#### [PROBLEM DESCRIPTION]
Reproduce, without any changes, the lines between the one holding "Mark the innermost point of each instance of the gray v-neck" and the one holding "(1049, 768)", inclusive.

#### [TASK MATERIAL]
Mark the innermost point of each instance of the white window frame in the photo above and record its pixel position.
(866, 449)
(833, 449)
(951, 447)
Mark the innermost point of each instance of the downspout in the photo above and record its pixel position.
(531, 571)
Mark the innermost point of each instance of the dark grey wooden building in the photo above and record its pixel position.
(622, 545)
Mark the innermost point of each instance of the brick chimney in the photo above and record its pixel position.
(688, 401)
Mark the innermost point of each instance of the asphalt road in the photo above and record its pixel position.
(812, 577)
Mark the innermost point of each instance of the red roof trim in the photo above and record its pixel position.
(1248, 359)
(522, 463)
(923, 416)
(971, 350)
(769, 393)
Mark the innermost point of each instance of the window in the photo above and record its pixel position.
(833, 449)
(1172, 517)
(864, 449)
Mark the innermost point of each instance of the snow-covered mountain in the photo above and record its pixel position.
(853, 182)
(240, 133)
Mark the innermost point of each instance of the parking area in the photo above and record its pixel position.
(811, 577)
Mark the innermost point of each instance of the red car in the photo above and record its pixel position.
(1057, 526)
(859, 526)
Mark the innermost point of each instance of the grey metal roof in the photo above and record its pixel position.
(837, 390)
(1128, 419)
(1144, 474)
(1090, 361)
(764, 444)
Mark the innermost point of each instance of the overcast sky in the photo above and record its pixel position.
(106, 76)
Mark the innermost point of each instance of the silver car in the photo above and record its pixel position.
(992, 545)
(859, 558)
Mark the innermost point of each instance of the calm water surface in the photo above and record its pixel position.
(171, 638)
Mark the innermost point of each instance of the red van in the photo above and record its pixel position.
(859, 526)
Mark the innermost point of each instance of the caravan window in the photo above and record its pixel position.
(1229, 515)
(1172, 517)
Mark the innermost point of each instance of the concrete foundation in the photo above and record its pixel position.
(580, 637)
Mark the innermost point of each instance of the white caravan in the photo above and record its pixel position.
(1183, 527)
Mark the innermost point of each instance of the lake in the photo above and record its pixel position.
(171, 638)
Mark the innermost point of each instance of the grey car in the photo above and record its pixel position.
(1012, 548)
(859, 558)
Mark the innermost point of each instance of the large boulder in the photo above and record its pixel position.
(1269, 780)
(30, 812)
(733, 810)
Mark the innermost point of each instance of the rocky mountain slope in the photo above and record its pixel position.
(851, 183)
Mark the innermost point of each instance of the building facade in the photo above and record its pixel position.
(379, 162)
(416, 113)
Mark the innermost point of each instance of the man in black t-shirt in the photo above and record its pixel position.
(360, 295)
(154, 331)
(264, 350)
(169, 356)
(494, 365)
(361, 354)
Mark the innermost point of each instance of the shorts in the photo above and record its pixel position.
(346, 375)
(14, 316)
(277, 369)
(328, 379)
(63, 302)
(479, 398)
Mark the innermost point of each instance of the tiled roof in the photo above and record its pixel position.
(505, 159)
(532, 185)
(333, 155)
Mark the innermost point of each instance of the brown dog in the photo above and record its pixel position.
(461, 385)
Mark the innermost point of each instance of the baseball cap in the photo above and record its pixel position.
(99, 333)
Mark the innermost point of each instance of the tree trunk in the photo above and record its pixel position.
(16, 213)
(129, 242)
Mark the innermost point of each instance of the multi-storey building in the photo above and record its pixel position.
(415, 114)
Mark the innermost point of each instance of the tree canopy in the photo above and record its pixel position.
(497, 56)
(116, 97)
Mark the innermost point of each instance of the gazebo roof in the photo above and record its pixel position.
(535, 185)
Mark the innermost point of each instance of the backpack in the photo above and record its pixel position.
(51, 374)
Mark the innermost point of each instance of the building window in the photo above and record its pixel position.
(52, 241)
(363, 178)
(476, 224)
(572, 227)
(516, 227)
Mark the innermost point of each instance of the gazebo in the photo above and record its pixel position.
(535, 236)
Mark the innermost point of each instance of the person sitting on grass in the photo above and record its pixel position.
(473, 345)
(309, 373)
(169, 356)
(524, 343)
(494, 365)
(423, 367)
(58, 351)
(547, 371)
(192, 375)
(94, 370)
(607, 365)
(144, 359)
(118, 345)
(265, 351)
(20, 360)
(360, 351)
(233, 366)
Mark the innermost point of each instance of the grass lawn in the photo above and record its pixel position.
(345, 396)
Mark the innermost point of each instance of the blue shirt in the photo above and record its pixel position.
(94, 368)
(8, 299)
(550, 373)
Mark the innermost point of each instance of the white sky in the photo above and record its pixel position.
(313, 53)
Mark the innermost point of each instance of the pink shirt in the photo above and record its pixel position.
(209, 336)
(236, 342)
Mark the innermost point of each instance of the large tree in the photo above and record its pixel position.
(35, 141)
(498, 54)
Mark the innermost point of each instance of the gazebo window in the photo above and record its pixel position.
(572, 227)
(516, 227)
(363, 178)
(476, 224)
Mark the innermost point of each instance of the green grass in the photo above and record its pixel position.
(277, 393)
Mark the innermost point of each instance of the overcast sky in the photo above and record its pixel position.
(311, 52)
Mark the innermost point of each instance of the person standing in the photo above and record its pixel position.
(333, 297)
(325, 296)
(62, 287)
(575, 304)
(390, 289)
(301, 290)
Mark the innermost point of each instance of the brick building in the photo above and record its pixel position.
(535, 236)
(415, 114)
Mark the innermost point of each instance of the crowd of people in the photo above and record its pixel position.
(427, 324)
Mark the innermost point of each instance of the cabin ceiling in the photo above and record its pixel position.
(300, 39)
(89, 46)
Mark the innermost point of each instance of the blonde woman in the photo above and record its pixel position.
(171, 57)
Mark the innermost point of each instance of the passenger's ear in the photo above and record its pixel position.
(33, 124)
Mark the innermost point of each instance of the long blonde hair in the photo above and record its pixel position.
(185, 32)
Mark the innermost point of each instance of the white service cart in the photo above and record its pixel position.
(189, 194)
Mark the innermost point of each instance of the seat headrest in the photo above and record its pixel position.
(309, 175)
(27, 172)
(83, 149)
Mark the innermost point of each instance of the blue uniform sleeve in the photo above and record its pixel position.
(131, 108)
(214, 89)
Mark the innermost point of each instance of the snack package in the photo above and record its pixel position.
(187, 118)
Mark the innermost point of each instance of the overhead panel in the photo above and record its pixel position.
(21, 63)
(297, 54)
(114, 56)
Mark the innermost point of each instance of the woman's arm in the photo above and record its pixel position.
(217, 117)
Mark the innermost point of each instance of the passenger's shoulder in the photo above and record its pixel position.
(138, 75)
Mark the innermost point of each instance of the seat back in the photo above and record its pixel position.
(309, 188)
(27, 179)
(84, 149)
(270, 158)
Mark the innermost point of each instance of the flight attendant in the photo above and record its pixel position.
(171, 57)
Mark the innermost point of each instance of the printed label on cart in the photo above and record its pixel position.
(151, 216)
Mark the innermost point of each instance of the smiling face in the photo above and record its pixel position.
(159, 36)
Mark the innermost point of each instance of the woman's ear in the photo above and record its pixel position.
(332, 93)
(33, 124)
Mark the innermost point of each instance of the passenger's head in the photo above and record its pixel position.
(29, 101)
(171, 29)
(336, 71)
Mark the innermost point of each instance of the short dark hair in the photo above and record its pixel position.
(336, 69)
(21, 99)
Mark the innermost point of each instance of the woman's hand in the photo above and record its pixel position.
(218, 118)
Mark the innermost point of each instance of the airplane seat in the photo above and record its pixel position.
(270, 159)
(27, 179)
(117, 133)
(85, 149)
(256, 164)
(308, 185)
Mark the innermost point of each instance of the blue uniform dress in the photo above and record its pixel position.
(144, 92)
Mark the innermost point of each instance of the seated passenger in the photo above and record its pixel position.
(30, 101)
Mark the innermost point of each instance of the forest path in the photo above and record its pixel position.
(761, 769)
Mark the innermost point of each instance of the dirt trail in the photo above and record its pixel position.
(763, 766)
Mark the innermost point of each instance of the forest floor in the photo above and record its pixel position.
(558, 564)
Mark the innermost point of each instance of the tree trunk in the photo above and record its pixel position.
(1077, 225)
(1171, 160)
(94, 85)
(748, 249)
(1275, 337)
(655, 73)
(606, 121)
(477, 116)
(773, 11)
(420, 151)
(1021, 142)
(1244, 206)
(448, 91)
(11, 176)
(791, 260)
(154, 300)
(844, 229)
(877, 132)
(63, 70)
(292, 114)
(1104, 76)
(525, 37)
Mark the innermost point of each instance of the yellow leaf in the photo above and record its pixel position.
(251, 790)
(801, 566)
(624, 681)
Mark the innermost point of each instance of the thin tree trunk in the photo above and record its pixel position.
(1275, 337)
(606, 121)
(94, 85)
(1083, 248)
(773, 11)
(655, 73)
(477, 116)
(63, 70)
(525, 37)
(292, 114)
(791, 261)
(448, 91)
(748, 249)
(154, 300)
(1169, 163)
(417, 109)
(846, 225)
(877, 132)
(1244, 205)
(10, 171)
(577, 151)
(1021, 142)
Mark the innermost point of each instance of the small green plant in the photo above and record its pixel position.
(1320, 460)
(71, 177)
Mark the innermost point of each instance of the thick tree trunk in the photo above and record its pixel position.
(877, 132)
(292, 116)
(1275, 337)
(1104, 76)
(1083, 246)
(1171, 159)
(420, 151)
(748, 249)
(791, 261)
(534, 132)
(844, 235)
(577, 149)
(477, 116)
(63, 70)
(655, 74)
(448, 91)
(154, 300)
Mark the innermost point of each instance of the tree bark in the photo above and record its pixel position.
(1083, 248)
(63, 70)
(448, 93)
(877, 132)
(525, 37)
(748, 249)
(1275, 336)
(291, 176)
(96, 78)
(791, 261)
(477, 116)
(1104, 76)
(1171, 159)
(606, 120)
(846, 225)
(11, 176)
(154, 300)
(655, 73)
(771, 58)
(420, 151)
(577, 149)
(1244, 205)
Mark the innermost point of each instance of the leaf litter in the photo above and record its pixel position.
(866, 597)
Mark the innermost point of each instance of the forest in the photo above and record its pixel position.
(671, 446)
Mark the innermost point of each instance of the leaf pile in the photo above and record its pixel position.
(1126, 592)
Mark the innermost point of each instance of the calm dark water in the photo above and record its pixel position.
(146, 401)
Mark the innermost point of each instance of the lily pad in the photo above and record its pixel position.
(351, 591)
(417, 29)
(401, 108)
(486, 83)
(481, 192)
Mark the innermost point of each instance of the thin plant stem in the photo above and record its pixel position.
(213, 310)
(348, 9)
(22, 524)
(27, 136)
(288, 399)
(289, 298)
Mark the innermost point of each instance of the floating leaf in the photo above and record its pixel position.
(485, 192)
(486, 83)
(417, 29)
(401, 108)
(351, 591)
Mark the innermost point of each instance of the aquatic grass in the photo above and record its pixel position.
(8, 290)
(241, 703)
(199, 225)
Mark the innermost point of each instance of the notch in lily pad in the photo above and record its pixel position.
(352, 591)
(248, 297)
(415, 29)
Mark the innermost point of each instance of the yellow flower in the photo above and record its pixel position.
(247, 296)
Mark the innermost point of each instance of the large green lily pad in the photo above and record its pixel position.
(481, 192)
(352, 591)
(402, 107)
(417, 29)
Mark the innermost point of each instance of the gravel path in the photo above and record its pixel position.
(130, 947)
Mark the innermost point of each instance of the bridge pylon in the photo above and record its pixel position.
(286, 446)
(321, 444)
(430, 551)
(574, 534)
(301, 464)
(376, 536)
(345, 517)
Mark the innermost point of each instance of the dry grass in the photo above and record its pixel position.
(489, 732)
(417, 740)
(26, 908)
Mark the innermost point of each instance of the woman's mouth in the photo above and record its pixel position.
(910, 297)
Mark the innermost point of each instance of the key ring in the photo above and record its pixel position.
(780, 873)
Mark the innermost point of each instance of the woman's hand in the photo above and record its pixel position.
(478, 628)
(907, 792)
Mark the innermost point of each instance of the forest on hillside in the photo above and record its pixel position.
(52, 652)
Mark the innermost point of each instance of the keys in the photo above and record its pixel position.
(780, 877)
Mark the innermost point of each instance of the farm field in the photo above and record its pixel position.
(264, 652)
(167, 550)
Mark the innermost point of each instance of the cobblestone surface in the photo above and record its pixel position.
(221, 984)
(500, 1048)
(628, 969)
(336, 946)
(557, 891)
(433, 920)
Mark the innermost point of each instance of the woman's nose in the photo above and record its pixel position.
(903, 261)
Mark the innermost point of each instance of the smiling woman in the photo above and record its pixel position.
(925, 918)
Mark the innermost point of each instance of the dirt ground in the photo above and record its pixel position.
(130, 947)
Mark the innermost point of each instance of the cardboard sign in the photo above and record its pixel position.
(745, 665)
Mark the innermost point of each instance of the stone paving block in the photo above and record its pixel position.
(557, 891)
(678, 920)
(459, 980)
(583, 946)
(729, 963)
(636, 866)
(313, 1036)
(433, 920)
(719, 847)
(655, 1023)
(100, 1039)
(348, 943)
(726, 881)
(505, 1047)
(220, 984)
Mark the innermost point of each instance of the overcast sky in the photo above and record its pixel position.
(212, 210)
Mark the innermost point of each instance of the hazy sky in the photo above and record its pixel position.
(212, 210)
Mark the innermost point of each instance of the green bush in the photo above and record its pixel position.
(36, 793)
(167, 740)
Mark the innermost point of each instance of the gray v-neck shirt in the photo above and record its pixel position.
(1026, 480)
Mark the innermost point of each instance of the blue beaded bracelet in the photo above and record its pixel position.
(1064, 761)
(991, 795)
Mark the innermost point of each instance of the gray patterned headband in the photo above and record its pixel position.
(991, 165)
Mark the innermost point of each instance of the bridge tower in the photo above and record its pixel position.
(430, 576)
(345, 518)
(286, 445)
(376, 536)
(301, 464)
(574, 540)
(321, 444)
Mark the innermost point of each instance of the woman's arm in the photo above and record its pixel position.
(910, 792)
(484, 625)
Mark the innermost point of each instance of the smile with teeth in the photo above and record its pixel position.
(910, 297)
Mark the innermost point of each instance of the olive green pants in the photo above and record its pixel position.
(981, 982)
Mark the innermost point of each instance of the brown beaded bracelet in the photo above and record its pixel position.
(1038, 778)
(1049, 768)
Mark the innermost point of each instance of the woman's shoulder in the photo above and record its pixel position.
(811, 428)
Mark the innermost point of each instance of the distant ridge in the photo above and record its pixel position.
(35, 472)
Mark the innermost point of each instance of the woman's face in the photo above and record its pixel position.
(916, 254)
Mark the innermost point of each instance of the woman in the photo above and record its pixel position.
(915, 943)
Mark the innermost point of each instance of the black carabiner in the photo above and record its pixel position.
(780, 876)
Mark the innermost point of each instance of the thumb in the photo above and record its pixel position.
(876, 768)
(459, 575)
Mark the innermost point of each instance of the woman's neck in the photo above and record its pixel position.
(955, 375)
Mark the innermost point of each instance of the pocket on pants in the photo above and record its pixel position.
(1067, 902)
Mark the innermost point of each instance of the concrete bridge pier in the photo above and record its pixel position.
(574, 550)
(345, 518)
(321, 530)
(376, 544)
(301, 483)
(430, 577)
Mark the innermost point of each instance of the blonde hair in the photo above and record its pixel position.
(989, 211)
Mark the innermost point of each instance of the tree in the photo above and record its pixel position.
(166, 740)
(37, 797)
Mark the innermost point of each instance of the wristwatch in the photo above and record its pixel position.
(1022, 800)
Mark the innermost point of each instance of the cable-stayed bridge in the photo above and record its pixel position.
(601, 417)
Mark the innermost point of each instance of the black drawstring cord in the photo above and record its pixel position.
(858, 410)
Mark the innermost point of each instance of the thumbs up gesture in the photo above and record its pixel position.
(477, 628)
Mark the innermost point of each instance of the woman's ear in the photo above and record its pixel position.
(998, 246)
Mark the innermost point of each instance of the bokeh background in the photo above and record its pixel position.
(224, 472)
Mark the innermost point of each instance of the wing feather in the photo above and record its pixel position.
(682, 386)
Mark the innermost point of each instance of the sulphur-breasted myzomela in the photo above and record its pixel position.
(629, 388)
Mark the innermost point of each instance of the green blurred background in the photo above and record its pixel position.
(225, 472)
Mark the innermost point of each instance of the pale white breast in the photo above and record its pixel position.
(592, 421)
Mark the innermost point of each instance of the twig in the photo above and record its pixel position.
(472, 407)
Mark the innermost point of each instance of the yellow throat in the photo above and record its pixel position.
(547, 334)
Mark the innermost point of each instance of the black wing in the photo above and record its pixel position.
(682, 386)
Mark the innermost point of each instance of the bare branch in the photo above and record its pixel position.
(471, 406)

#### [WRITTEN SOLUTION]
Mark the innermost point of each instance of the gray v-neck shirt in the photo above and record its pixel position.
(1026, 480)
Mark the innermost point of each instance of the blue beaded bracelet in the photo above and record its pixel position.
(1064, 761)
(991, 795)
Mark the innermost point of each instance of the gray patterned headband in the photo above and record its pixel position.
(991, 165)
Mark the innermost point of each instance of the bridge tower in the photo above and record its pixel position.
(430, 576)
(345, 518)
(286, 445)
(376, 536)
(301, 464)
(574, 540)
(321, 444)
Mark the innermost point of each instance of the woman's arm in the photo above and record its pixel position.
(910, 792)
(484, 625)
Mark the innermost point of each instance of the smile with teeth in the photo above and record its pixel position.
(910, 297)
Mark the innermost point of each instance of the olive green pants in the photo above and record its pixel position.
(981, 982)
Mark the innermost point of each instance of the brown beaded bracelet in the photo above and record its pixel position.
(1038, 778)
(1049, 768)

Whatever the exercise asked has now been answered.